*Provided passage*:
This is the first General Election in living memory where the winner
outpolled didn't-vote.  Biden/Harris's winning margin of over 7 million
is also historic.



What's Next:

The _very_ latest mishegoss is that Congressman Mo Brooks (R-AL) is now
saying he plans to "challenge the Electoral College votes" when the new 
Congress meets in joint session to certify Biden/Harris's election on
Jan. 6th.  Brooks is a leading light of the 'Freedom Caucus', i.e., the 
looniest of the loons.  But this gives me an opening to talk
contingencies.

tl;dr:  None of the loons' ideas and sabotage are going to work.  It's 
all MAGA posturing.  I can prove it.  We'll consider all the possible
outlandish ways for GOP loons to overthrow results.  (But it fails.)


Dec. 8:  This (six days before the Electoral College vote) is called the
"safe harbor deadline".  After the debacle of the 1876 Tilden/Hayes 
election, the nastiest national campaing in US history, Congress passed
the 1887 Electoral Count Act to clarify procedures.  A key provision was 
that, if any state sends its list of chosen Electors by six days before
the Electoral College votes, then Congress must regard that delegation 
as the state's official pick.  (The 1876 debacle included competing
Elector slates from some states, both claiming to be the state's pick.)
(California has certified its Elector choice results _today_, thus
qualifying for the safe harbor.)


So, states aim to send Congress and the National Archivist an official 
slate of Elector names by then, on paperwork called Certificates of
Ascertainment.


Dec. 14:  By Federal law, the 51 slates of Electors (including DC) meet 
in their respective capitals, and write down their votes, which the
governor (and whoever's the top executive official in DC) send the
results in Certificates of Vote to the lame-duck Vice-President, the
National Archivist, and various other people.  If there's a plot to
change slates of state Electors or any Electors deciding to ignore the
pledges, _we'll know then_ what's up.

*Tasks to perform*:
• a. In the election commentary, what law did Congress pass in 1887 to clarify procedures after the Tilden/Hayes election?
• b. Transcribe the election commentary beginning with "The _very_ latest" and continuing through "contingencies.".

(Annotation dataset entries)
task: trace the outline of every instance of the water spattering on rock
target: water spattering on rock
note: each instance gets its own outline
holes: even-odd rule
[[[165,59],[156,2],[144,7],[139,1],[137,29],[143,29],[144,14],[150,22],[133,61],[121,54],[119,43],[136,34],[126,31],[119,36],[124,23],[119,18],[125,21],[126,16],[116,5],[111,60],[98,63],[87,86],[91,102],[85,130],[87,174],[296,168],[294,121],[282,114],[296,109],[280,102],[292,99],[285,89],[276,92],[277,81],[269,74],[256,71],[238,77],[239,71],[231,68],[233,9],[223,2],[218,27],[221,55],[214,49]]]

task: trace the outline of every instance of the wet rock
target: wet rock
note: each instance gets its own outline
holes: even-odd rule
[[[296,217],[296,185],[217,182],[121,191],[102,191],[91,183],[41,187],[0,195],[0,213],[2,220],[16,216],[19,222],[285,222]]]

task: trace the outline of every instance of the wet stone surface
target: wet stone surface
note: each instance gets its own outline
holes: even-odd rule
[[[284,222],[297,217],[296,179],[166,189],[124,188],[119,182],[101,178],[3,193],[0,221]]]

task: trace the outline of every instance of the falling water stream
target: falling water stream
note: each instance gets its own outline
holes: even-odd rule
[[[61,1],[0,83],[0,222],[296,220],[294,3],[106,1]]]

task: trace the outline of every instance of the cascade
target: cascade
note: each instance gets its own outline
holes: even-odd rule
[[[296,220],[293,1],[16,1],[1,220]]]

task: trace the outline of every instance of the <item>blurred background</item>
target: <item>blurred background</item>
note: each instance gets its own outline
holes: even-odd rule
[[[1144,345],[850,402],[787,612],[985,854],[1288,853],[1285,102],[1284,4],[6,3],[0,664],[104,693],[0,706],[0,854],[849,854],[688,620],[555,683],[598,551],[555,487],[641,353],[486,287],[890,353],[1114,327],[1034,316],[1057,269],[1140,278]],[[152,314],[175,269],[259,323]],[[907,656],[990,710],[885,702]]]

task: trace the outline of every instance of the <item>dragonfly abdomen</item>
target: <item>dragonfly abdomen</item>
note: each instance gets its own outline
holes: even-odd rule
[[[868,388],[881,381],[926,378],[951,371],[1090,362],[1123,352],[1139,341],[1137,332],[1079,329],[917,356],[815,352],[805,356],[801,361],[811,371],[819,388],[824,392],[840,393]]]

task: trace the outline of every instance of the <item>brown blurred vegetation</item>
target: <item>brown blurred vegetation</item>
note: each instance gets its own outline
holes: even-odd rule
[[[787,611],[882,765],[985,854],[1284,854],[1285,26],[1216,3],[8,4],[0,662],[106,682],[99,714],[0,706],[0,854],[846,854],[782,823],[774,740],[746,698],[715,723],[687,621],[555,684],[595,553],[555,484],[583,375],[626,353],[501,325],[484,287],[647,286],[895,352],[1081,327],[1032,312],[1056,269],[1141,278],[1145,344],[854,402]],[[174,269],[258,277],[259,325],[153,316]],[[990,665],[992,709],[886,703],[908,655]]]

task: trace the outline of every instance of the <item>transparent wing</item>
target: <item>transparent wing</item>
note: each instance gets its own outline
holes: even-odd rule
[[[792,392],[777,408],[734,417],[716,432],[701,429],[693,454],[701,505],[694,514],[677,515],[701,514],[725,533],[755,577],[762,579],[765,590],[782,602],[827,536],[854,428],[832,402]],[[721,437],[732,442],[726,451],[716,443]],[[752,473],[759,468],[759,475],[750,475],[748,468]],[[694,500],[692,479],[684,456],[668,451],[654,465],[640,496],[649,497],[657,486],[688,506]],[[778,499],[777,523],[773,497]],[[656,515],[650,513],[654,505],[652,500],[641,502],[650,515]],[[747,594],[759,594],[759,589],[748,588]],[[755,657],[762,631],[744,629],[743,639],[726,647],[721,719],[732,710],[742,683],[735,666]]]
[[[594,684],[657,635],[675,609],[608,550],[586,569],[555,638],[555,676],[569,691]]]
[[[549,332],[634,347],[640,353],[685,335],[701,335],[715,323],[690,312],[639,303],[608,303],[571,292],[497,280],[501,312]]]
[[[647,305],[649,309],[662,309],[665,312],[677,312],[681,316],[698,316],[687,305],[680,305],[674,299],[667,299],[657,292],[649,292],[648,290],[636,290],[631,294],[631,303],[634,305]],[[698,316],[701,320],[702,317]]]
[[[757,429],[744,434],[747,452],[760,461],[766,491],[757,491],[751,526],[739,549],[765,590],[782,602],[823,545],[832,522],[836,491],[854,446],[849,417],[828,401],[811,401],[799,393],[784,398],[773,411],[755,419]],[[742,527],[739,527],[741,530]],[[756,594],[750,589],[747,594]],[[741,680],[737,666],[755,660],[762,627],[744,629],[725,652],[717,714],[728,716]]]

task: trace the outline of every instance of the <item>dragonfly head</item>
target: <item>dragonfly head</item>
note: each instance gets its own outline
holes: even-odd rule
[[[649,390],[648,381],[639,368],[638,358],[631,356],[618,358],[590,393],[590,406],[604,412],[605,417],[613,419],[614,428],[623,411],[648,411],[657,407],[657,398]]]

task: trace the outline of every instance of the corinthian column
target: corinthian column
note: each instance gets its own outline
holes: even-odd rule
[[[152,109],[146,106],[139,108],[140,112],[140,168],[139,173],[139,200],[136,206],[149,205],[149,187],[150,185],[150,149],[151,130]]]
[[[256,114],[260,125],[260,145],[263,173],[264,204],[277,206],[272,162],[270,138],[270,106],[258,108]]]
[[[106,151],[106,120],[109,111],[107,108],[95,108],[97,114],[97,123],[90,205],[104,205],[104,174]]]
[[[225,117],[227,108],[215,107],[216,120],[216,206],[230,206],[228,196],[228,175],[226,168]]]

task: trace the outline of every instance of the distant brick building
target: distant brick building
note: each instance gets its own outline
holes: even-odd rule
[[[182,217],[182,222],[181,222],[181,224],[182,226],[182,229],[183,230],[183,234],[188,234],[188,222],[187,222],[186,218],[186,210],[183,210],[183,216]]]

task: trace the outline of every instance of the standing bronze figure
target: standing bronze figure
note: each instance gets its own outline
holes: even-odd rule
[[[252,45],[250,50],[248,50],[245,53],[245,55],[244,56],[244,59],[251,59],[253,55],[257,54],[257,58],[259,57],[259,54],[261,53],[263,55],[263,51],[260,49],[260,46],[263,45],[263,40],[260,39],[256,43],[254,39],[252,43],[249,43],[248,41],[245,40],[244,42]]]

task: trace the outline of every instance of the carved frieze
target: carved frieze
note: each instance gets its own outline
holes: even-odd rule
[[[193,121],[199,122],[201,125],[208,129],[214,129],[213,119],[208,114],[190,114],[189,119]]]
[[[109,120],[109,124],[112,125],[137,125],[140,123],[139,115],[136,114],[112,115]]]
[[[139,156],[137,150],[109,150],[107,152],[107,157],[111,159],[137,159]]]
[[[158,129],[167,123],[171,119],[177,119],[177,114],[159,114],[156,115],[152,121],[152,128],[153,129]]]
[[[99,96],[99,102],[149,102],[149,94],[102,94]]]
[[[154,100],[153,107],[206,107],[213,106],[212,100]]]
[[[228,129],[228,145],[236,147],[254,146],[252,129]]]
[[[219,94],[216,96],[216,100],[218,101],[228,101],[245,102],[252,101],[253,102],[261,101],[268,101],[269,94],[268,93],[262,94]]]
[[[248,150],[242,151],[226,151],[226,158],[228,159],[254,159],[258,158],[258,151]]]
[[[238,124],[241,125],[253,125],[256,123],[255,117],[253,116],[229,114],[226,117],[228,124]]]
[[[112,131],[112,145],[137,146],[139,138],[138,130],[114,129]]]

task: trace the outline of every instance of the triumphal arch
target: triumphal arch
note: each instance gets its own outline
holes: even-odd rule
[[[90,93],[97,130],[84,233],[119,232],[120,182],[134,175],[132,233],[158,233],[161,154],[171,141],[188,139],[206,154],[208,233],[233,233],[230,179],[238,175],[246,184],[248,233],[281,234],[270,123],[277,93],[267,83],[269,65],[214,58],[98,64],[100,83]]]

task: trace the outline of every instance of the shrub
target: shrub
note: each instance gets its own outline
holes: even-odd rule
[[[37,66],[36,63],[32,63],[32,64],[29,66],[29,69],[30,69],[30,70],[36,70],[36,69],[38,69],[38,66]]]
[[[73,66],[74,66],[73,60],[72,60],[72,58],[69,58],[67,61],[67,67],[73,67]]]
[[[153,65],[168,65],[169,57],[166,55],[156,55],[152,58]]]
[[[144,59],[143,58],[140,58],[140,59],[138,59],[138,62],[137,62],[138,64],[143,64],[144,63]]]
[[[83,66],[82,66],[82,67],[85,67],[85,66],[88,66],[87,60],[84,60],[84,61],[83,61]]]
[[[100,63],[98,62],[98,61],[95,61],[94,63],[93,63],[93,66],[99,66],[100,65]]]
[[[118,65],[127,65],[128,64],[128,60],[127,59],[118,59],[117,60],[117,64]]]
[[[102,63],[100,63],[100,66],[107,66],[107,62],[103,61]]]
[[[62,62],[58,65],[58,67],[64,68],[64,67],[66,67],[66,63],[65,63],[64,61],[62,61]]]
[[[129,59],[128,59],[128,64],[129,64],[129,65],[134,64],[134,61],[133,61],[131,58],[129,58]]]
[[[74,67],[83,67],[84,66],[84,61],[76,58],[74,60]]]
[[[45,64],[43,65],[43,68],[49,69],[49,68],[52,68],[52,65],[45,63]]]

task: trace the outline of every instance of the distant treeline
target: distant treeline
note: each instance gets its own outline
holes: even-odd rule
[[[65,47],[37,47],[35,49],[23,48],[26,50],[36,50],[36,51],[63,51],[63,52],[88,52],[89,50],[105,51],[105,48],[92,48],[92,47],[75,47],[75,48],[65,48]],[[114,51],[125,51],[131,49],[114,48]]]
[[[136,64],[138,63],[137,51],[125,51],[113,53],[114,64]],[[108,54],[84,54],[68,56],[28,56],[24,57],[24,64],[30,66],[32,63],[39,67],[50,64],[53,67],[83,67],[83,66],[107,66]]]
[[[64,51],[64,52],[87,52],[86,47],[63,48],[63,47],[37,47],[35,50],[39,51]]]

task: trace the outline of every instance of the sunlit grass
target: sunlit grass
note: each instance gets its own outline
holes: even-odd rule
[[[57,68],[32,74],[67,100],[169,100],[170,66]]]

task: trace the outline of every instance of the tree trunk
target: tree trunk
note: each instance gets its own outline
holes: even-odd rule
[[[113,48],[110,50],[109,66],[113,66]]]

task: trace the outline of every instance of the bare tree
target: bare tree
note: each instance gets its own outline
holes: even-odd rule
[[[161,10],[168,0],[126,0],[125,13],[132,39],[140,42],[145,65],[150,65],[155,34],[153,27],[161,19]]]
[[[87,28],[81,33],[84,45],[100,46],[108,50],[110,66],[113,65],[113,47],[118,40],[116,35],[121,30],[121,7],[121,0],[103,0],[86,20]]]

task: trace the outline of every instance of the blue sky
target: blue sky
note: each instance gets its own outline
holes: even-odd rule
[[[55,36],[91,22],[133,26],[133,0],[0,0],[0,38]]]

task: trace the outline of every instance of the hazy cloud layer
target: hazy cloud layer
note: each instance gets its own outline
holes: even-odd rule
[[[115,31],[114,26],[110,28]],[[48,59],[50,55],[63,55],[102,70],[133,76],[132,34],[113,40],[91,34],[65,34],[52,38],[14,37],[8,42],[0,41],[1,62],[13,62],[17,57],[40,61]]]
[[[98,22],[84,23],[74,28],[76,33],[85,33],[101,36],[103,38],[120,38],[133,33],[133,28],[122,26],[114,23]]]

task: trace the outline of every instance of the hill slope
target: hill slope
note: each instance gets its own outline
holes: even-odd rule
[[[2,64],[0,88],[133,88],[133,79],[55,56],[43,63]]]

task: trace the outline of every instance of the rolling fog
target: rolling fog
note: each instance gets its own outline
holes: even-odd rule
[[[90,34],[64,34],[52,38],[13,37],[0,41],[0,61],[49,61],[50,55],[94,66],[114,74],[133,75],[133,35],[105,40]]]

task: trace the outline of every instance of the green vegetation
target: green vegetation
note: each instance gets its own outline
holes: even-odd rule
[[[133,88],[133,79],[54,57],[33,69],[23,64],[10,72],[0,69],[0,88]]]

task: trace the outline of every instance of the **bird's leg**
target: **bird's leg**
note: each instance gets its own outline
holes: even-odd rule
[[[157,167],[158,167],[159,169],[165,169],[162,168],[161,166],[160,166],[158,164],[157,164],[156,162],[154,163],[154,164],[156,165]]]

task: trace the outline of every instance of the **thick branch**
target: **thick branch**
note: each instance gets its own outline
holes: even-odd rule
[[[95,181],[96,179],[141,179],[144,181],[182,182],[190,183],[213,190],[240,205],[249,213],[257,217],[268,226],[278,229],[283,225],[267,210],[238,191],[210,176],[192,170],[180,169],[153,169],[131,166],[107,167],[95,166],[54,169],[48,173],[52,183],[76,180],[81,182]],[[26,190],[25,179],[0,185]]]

*The responses*:
• a. The Electoral Count Act.

• b.
The _very_ latest mishegoss is that Congressman Mo Brooks (R-AL) is now
saying he plans to "challenge the Electoral College votes" when the new 
Congress meets in joint session to certify Biden/Harris's election on
Jan. 6th.  Brooks is a leading light of the 'Freedom Caucus', i.e., the 
looniest of the loons.  But this gives me an opening to talk
contingencies.